[Textauszug]
───

Fußball-EM 2024 Der Zuschlag für ein neues Sommermärchen

Nyon · Der deutsche Fußball darf sich nach der WM 2006 wieder auf ein großes Heimturnier freuen: 2024 richtet der DFB die EM aus.

 Gestern um 15.21 Uhr war es soweit: Uefa-Präsident Aleksander Ceferin zog den Zettel mit der Aufschrift „Germany“ aus dem Umschlag.

Gestern um 15.21 Uhr war es soweit: Uefa-Präsident Aleksander Ceferin zog den Zettel mit der Aufschrift „Germany“ aus dem Umschlag.

Foto: dpa/Martial Trezzini

(dpa) Stolz posierten Joachim Löw, Philipp Lahm und Reinhard Grindel mit der silbernen EM-Trophäe. Eher erleichtert als euphorisch bejubelte die deutsche Delegation in der Uefa-Zentrale am Genfer See den ersehnten Zuschlag für die Fußball-Europameisterschaft 2024. Genau drei Monate nach dem historischen WM-Vorrundenaus hofft der Deutsche Fußball-Bund auf eine neue Euphorie durch das erste Heimturnier seit dem Sommermärchen 2006. „Wir sind jetzt sehr ­glücklich“, betonte Bundestrainer Löw am gestrigen Donnerstag. „Wir haben es 2006 gesehen, wie emotional die Menschen in Deutschland sind, es war eine große Party. Wir werden alles tun, dass es 2024 genauso wird.“

Das Votum des Exekutivkomitees der Europäischen Fußball-Union Uefa zugunsten der favorisierten deutschen Bewerbung gegen den einzigen Kontrahenten Türkei fiel deutlicher aus als erwartet. Der DFB setzte sich mit zwölf zu vier Stimmen bei einer ungültigen Stimme durch. „Wir sind sehr gastfreundlich und offen, das wollen wir zeigen“, sagte EM-Botschafter Lahm im Uefa-Auditorium, das den Charme einer muffigen Gesamtschulaula verströmt. „Aber wir haben vor allem auch Leute in Deutschland, die ein großes Fest mit allen in Europa feiern wollen.“

Als Uefa-Präsident Aleksander Ceferin um 15.21 Uhr den Zettel mit der Aufschrift „Germany“ aus dem Umschlag zog, war die abfallende Anspannung in der 21-köpfigen deutschen Abordnung deutlich sichtbar. „Wenn man gewinnt, das habe ich als Sportler immer festgestellt, gibt es auch irgendjemanden, der verliert. Und man muss auch den Verlierern immer wieder Respekt zollen“, erklärte Lahm die verhaltene Freude. DFB-Präsident Grindel ballte die Faust und umarmte Lahm, Löw zeigte in der ersten Reihe kaum eine Regung. „Ich bedanke mich sehr für das Vertrauen. Ich spüre Verantwortung“, sagte Grindel. „Wir werden ab morgen alles dafür tun, den Erwartungen gerecht zu werden.“

In einem Einspieler der Uefa kurz vor dem Zuschlag durften DFB-Direktor Oliver Bierhoff und Frauen-Bundestrainer Horst Hrubesch im Auditorium nochmal ihre Siegtore der Europameisterschaften 1996 und 1980 bestaunen. Per Werbevideo präsentierte der DFB den Delegierten auch Legende Uwe Seeler, der von Lahm mit einer Virtual-Reality-Brille schon einmal einen Einblick in die Stimmung beim EM-Finale am 14. Juli 2024 in Berlin nehmen durfte.

───

[Bereitgestellte Angaben]
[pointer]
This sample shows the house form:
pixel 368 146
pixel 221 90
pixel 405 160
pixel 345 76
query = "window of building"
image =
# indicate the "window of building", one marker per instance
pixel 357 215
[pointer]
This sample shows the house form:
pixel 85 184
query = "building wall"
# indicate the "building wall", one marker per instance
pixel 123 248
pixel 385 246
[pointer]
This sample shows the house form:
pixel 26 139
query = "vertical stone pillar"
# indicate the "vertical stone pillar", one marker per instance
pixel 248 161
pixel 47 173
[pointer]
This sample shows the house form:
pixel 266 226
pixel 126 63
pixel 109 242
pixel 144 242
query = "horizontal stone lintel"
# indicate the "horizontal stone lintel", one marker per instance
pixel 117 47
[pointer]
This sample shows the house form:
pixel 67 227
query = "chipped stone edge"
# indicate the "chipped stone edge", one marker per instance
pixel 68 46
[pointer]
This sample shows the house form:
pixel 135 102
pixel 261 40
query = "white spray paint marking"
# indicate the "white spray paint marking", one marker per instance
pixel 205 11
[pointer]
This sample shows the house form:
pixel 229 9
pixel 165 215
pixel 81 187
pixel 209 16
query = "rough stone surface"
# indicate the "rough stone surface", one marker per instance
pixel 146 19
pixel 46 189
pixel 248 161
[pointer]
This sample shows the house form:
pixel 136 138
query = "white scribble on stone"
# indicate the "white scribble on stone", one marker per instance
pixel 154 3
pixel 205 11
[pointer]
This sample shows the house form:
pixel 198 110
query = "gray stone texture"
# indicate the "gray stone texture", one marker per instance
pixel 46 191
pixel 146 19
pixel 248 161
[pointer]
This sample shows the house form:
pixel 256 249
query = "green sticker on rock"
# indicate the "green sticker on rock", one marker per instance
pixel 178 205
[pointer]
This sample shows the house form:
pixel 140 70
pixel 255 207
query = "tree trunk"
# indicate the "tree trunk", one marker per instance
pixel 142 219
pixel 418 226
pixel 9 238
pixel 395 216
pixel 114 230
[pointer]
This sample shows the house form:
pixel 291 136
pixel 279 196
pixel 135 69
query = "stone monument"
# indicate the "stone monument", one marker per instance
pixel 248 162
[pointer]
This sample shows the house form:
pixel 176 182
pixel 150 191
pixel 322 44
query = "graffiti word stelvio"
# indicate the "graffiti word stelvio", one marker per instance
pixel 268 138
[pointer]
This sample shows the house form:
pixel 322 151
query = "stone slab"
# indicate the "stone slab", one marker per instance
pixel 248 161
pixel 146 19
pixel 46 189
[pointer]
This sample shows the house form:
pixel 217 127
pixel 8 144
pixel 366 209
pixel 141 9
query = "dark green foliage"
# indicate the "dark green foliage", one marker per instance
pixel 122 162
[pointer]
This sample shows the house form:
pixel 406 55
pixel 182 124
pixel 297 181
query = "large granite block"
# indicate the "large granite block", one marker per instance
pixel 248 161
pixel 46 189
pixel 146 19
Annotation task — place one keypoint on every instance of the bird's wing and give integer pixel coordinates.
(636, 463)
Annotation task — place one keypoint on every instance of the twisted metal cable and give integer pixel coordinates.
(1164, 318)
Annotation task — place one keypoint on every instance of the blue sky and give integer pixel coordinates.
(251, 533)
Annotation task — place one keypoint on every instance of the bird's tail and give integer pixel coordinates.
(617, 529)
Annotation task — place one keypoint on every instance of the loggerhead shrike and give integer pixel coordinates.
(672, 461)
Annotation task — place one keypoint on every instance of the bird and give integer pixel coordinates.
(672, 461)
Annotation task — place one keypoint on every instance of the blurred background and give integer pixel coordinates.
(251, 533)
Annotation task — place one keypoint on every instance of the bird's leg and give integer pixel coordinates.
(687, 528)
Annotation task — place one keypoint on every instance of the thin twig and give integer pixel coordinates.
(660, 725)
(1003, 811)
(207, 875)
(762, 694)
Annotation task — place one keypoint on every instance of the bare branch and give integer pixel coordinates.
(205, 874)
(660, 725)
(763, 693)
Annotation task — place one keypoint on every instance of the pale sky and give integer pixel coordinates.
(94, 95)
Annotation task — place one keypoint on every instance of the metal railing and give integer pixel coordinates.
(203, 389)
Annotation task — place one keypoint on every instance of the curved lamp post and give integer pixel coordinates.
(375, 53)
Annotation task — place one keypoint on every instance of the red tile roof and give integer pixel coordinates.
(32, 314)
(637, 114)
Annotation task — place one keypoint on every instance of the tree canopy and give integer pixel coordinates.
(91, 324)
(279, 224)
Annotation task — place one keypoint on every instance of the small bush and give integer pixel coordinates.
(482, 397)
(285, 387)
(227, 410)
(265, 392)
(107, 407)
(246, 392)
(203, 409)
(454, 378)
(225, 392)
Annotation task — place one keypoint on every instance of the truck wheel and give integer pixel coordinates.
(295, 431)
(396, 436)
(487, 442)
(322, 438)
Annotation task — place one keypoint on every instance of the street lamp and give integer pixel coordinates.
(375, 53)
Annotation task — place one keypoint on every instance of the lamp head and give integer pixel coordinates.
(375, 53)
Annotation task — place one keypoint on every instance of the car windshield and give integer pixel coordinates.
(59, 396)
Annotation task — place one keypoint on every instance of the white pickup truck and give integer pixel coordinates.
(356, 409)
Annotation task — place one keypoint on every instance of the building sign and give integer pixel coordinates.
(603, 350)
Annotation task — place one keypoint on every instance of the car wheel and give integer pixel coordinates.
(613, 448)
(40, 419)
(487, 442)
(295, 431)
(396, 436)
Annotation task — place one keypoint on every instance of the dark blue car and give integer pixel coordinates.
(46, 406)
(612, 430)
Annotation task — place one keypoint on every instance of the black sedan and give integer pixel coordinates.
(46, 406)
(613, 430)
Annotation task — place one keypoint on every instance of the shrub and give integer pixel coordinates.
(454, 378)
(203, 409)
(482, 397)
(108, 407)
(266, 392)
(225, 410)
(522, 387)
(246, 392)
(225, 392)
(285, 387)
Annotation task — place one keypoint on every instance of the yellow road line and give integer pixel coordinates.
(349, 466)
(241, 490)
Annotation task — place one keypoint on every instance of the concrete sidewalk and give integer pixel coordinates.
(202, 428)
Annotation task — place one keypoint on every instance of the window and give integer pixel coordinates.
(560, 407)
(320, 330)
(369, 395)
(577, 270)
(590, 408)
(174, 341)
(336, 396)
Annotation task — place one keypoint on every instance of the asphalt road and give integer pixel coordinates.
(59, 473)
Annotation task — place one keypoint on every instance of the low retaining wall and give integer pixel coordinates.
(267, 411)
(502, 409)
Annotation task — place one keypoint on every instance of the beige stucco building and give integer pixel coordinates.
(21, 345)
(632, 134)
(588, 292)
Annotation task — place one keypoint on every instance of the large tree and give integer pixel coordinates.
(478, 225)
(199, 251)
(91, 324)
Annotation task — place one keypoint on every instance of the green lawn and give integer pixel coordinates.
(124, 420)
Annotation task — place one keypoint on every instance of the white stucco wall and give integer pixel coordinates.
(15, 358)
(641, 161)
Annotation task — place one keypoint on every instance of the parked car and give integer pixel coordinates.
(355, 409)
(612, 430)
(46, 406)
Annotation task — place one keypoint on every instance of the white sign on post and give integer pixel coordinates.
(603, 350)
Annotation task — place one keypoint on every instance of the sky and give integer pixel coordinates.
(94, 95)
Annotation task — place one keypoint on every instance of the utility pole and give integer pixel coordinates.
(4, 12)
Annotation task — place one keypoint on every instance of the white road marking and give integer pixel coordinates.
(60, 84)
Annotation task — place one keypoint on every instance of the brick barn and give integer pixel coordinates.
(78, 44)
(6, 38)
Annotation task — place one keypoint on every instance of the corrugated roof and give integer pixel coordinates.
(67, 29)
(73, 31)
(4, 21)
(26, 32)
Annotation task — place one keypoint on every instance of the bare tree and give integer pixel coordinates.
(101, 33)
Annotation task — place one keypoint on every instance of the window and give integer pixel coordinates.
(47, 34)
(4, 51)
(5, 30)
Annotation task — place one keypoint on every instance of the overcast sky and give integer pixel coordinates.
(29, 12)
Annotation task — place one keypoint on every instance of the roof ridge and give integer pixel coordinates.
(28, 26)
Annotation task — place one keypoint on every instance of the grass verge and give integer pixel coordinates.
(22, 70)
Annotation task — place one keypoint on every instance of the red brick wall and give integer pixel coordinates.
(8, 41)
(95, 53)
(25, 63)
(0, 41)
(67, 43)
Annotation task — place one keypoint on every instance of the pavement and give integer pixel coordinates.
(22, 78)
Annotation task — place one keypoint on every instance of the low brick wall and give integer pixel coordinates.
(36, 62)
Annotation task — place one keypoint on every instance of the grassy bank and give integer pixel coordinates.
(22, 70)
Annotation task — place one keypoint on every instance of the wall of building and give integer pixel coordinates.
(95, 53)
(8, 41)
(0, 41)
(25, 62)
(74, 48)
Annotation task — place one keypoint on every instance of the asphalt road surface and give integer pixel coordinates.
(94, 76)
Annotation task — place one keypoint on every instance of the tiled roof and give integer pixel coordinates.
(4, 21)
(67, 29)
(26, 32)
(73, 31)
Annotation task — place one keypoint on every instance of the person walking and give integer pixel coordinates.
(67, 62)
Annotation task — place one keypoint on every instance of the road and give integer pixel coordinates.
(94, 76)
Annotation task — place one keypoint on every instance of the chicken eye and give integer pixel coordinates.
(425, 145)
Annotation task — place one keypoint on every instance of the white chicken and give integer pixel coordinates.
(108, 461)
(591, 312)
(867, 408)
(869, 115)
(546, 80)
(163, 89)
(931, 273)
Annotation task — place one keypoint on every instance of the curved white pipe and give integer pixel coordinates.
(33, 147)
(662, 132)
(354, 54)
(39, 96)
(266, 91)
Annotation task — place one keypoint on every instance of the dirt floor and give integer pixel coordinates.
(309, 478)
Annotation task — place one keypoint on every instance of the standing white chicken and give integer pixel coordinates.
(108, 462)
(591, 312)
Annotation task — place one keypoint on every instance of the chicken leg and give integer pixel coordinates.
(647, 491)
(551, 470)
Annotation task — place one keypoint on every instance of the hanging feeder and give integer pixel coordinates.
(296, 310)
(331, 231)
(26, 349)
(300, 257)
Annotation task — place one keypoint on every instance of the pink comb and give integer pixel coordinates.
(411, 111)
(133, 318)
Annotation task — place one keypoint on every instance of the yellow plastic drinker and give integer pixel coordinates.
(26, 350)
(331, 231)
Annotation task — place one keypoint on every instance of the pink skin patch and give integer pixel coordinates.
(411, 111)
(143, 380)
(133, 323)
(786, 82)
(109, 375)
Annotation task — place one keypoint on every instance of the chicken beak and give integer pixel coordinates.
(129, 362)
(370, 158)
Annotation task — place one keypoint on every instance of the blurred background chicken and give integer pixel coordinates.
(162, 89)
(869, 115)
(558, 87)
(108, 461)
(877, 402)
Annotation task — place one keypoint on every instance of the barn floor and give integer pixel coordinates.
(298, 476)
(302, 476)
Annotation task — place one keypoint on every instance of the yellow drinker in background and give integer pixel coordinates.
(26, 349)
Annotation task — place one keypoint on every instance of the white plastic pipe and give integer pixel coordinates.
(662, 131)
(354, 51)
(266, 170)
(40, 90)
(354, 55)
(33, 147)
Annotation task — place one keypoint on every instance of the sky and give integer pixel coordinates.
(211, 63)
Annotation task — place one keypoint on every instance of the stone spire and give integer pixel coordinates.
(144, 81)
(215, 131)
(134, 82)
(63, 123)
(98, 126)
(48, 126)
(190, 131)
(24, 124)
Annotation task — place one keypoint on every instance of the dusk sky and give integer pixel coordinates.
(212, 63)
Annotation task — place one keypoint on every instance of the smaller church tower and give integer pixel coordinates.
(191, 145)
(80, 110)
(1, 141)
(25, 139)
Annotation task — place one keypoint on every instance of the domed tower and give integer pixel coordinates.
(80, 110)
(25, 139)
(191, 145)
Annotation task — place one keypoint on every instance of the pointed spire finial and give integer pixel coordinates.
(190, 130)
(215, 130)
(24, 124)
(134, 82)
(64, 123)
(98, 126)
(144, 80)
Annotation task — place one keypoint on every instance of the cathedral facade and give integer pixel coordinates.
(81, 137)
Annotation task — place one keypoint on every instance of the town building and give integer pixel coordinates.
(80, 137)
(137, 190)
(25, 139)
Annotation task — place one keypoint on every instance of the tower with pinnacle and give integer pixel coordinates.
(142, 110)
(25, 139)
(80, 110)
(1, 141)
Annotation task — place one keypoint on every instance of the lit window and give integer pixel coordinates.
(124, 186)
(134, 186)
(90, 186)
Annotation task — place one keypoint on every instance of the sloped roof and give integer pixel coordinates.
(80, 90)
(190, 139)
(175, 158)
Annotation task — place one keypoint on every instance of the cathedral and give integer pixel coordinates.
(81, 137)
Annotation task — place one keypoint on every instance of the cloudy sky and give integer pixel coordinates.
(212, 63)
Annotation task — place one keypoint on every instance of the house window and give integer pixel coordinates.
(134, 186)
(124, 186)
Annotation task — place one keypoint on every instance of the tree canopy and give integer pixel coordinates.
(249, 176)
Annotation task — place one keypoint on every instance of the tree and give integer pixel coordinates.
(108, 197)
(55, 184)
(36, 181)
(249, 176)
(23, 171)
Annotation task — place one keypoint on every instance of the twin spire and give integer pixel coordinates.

───

[Aufgaben zum Bearbeiten]
1. Beantworte zum Artikel über die Fußball-EM 2024 diese Fragen:
(a) Mit welchem Stimmenverhältnis setzte sich der DFB bei der Abstimmung durch?
(b) Um welche Uhrzeit zog Aleksander Ceferin den Zettel mit der Aufschrift „Germany“ aus dem Umschlag?
(c) An welchem Datum und in welcher Stadt soll das EM-Finale 2024 stattfinden?
2. Gib die Einträge vom Anfang bis einschließlich der Zeile mit „pixel 178 205“ wortgetreu wieder.
Der Text und die Einträge haben inhaltlich nichts miteinander zu tun.

[Lösungen je Aufgabe]
1.
(a) Mit zwölf zu vier Stimmen bei einer ungültigen Stimme.
(b) Um 15.21 Uhr.
(c) Am 14. Juli 2024 in Berlin.

2.
[pointer]
This sample shows the house form:
pixel 368 146
pixel 221 90
pixel 405 160
pixel 345 76
query = "window of building"
image =
# indicate the "window of building", one marker per instance
pixel 357 215
[pointer]
This sample shows the house form:
pixel 85 184
query = "building wall"
# indicate the "building wall", one marker per instance
pixel 123 248
pixel 385 246
[pointer]
This sample shows the house form:
pixel 26 139
query = "vertical stone pillar"
# indicate the "vertical stone pillar", one marker per instance
pixel 248 161
pixel 47 173
[pointer]
This sample shows the house form:
pixel 266 226
pixel 126 63
pixel 109 242
pixel 144 242
query = "horizontal stone lintel"
# indicate the "horizontal stone lintel", one marker per instance
pixel 117 47
[pointer]
This sample shows the house form:
pixel 67 227
query = "chipped stone edge"
# indicate the "chipped stone edge", one marker per instance
pixel 68 46
[pointer]
This sample shows the house form:
pixel 135 102
pixel 261 40
query = "white spray paint marking"
# indicate the "white spray paint marking", one marker per instance
pixel 205 11
[pointer]
This sample shows the house form:
pixel 229 9
pixel 165 215
pixel 81 187
pixel 209 16
query = "rough stone surface"
# indicate the "rough stone surface", one marker per instance
pixel 146 19
pixel 46 189
pixel 248 161
[pointer]
This sample shows the house form:
pixel 136 138
query = "white scribble on stone"
# indicate the "white scribble on stone", one marker per instance
pixel 154 3
pixel 205 11
[pointer]
This sample shows the house form:
pixel 198 110
query = "gray stone texture"
# indicate the "gray stone texture", one marker per instance
pixel 46 191
pixel 146 19
pixel 248 161
[pointer]
This sample shows the house form:
pixel 256 249
query = "green sticker on rock"
# indicate the "green sticker on rock", one marker per instance
pixel 178 205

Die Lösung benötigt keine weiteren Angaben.